■ Exercise
Copy every line of the records below without changing a word.
**** Exercise material
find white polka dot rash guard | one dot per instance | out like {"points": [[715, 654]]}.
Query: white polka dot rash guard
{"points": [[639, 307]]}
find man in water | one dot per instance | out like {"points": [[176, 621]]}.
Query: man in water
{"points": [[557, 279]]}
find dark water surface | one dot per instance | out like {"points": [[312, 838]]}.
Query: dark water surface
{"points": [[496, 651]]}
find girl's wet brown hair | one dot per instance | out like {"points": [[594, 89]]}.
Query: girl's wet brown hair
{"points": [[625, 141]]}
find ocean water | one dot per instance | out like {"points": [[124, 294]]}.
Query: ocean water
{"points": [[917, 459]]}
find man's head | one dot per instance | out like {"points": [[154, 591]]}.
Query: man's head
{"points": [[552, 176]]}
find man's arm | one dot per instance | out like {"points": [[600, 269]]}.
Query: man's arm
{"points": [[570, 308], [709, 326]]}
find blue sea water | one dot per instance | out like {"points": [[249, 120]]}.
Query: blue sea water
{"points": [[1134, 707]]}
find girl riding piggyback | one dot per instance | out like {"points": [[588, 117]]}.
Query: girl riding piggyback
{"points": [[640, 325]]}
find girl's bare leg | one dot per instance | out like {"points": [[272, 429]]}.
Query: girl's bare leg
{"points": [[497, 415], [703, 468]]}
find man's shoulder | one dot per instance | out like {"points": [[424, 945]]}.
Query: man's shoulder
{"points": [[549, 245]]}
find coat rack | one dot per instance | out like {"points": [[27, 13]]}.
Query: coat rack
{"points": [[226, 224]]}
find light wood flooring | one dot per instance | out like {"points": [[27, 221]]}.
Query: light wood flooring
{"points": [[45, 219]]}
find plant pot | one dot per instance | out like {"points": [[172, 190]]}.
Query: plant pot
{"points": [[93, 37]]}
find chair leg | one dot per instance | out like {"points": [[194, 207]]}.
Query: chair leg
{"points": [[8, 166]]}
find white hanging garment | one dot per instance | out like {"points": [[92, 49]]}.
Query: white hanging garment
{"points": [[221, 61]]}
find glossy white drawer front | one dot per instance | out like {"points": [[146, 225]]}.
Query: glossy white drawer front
********
■ Finished answer
find white polka dot rash guard | one dot per instance | out like {"points": [[715, 654]]}.
Query: white polka dot rash guard
{"points": [[639, 307]]}
find man in water | one dot per instance | out like {"points": [[176, 621]]}.
Query: man in water
{"points": [[557, 279]]}
find dark water surface | one dot per instance | out like {"points": [[312, 838]]}.
Query: dark water surface
{"points": [[496, 651]]}
find girl's wet brown hair | one dot per instance | out like {"points": [[594, 89]]}.
Query: girl's wet brown hair
{"points": [[625, 141]]}
find ocean water | one dot per instance | out like {"points": [[124, 294]]}.
Query: ocean water
{"points": [[917, 459]]}
find man's head | one dot per instance | out like {"points": [[154, 591]]}.
Query: man's head
{"points": [[552, 176]]}
find man's arm | one dot per instance | out like {"points": [[600, 269]]}.
Query: man's arm
{"points": [[570, 308], [709, 326]]}
find blue sea water | one dot per instance | out like {"points": [[249, 120]]}.
Query: blue sea water
{"points": [[1134, 707]]}
find girl riding piggyback | one dot per instance | out like {"points": [[588, 117]]}.
Query: girl riding piggyback
{"points": [[640, 325]]}
find girl's bare leg | one dot per instance | out like {"points": [[272, 429]]}.
Query: girl's bare leg
{"points": [[497, 415], [703, 468]]}
find man's shoulder | one dot per instance | out like {"points": [[424, 945]]}.
Query: man's shoulder
{"points": [[549, 245]]}
find coat rack | one dot per instance | out like {"points": [[27, 13]]}.
Query: coat rack
{"points": [[226, 224]]}
find light wood flooring | one dot per instance | out like {"points": [[27, 221]]}.
Query: light wood flooring
{"points": [[45, 219]]}
find plant pot | one dot per instance | out like {"points": [[172, 190]]}.
Query: plant pot
{"points": [[93, 37]]}
find chair leg | one dot per instance | out like {"points": [[194, 207]]}.
Query: chair leg
{"points": [[8, 166]]}
find white hanging garment | one dot per instance | out like {"points": [[92, 49]]}.
Query: white hanging garment
{"points": [[221, 61]]}
find glossy white drawer front | one dot per instance | out like {"points": [[146, 225]]}.
Query: glossy white drawer front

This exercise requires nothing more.